Task directions: Transcribe the listing exactly, leaving out every picture.

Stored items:
········
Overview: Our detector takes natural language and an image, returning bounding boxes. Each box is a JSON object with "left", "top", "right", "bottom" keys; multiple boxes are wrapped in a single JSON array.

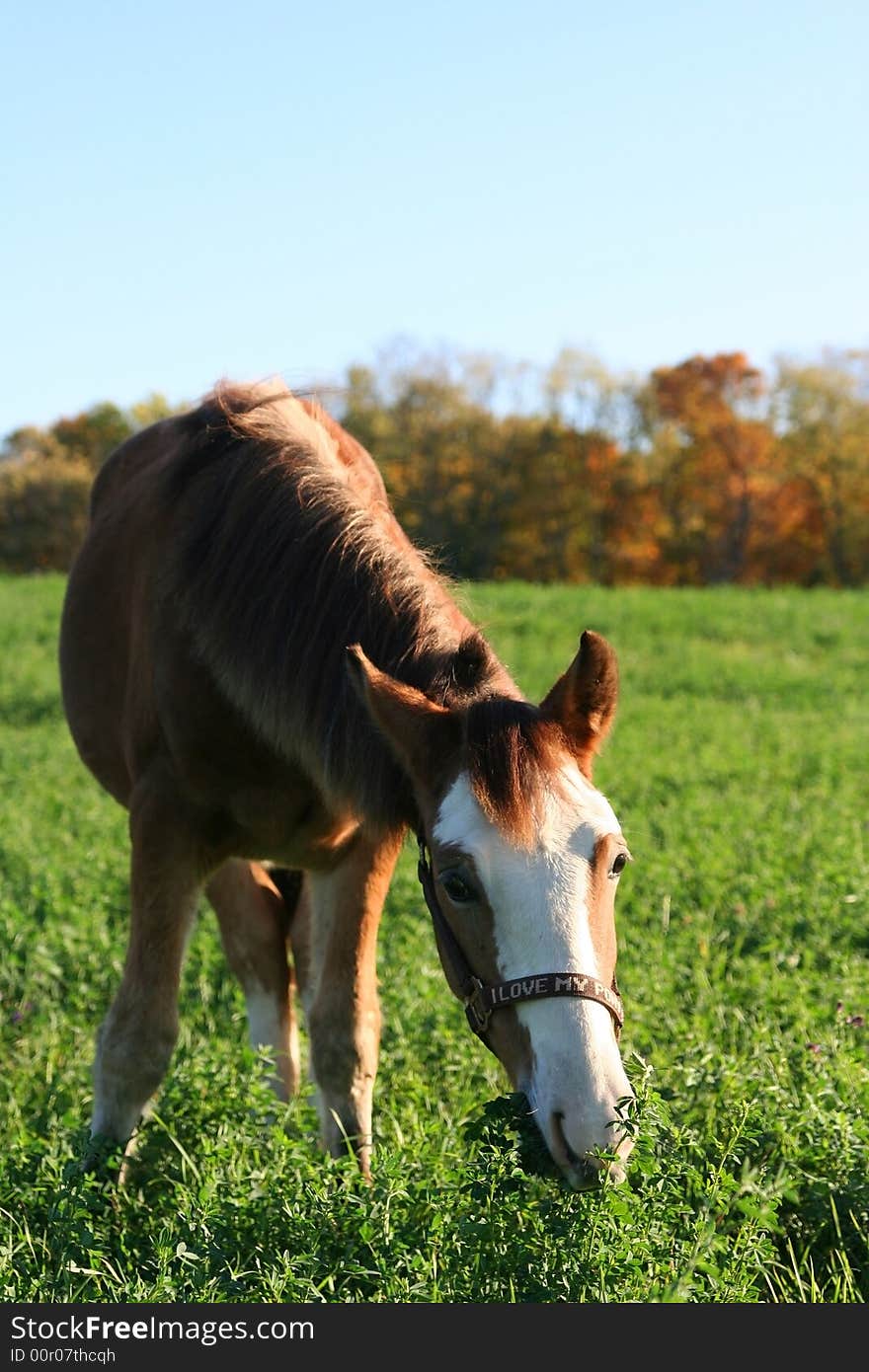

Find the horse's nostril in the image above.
[
  {"left": 550, "top": 1110, "right": 609, "bottom": 1191},
  {"left": 552, "top": 1110, "right": 585, "bottom": 1168}
]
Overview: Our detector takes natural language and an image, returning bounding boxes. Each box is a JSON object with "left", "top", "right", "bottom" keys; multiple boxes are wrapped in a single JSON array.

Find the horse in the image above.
[{"left": 59, "top": 380, "right": 633, "bottom": 1189}]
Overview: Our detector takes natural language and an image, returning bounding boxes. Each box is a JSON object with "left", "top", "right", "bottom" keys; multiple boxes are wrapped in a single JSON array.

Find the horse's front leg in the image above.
[
  {"left": 88, "top": 764, "right": 207, "bottom": 1167},
  {"left": 302, "top": 834, "right": 401, "bottom": 1176}
]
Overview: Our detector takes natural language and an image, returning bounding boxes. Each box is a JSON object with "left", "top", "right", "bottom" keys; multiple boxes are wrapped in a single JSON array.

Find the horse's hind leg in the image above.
[
  {"left": 303, "top": 836, "right": 401, "bottom": 1175},
  {"left": 91, "top": 767, "right": 203, "bottom": 1161},
  {"left": 206, "top": 858, "right": 299, "bottom": 1101}
]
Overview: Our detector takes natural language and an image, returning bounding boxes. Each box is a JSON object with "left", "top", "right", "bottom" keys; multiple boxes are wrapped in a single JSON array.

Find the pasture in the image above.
[{"left": 0, "top": 576, "right": 869, "bottom": 1304}]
········
Result of this task:
Overview: Our detector takes natural language and an image, returning bounding boxes. Each box is a JSON object with "left", "top", "right", "bottom" keys; multiple boxes are wrapped in a single JSON array.


Find the horse's nostril in the image above.
[
  {"left": 550, "top": 1110, "right": 609, "bottom": 1191},
  {"left": 552, "top": 1110, "right": 585, "bottom": 1168}
]
Overview: Our detector takes natural language and an image, returning bounding boxes. Each box is a JSON object with "left", "top", "right", "bottom" keys; multiple boxes are wrapped in a single JSON array.

Find the horse in the image above.
[{"left": 59, "top": 380, "right": 633, "bottom": 1189}]
Overview: Our detector takes natural language and an image, returning bounding boxes. Each box is a JSON object with "left", "top", "right", "bottom" keys; multiple boxes are wrapped in a single JSON array.

Find the horse's front leg in the image above.
[
  {"left": 88, "top": 764, "right": 207, "bottom": 1167},
  {"left": 302, "top": 834, "right": 401, "bottom": 1176}
]
Overview: Our detector takes natural language and an image, returning bounding boxes. Each box is a JSON object with "left", "top", "right", "bottom" keys; multiple boxes are wrapped in a single JSON array.

Find the horse's hind leg in the image above.
[
  {"left": 303, "top": 836, "right": 401, "bottom": 1175},
  {"left": 91, "top": 767, "right": 203, "bottom": 1161},
  {"left": 206, "top": 858, "right": 299, "bottom": 1101}
]
Overview: Our detector takes natural language and an image, returning bounding boxes. Each box is a JSON object with "left", "top", "right", "bottom" keys; multiple boxes are wrapped in a single JSON array.

Find the pasture in the image above.
[{"left": 0, "top": 576, "right": 869, "bottom": 1304}]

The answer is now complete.